▸ GIVEN RECORDS:
____
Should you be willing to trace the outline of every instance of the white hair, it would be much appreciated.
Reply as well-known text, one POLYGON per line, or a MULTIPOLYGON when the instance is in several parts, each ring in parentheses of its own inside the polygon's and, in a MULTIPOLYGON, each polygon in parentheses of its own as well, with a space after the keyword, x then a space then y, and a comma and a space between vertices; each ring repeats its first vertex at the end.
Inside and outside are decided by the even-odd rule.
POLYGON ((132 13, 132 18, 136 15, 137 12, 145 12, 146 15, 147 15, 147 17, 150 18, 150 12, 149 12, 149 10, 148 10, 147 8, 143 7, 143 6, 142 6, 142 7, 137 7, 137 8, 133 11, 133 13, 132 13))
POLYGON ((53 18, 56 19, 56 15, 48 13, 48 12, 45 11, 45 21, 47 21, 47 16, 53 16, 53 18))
____
▸ TASK PROMPT: Quote all the records above word for word, keeping each line unchanged.

▸ REPLY:
Should you be willing to trace the outline of every instance of the white hair, it would be much appreciated.
Reply as well-known text, one POLYGON per line, or a MULTIPOLYGON when the instance is in several parts, each ring in parentheses of its own inside the polygon's and, in a MULTIPOLYGON, each polygon in parentheses of its own as well, with a space after the keyword, x then a space then y, and a comma and a space between vertices; each ring repeats its first vertex at the end.
Inside and outside are decided by the even-odd rule.
POLYGON ((132 13, 132 18, 136 15, 137 12, 145 12, 146 15, 147 15, 147 17, 150 18, 150 12, 149 12, 149 10, 148 10, 147 8, 143 7, 143 6, 142 6, 142 7, 137 7, 137 8, 133 11, 133 13, 132 13))
POLYGON ((53 18, 56 19, 56 15, 48 13, 48 12, 45 11, 45 21, 47 21, 47 16, 53 16, 53 18))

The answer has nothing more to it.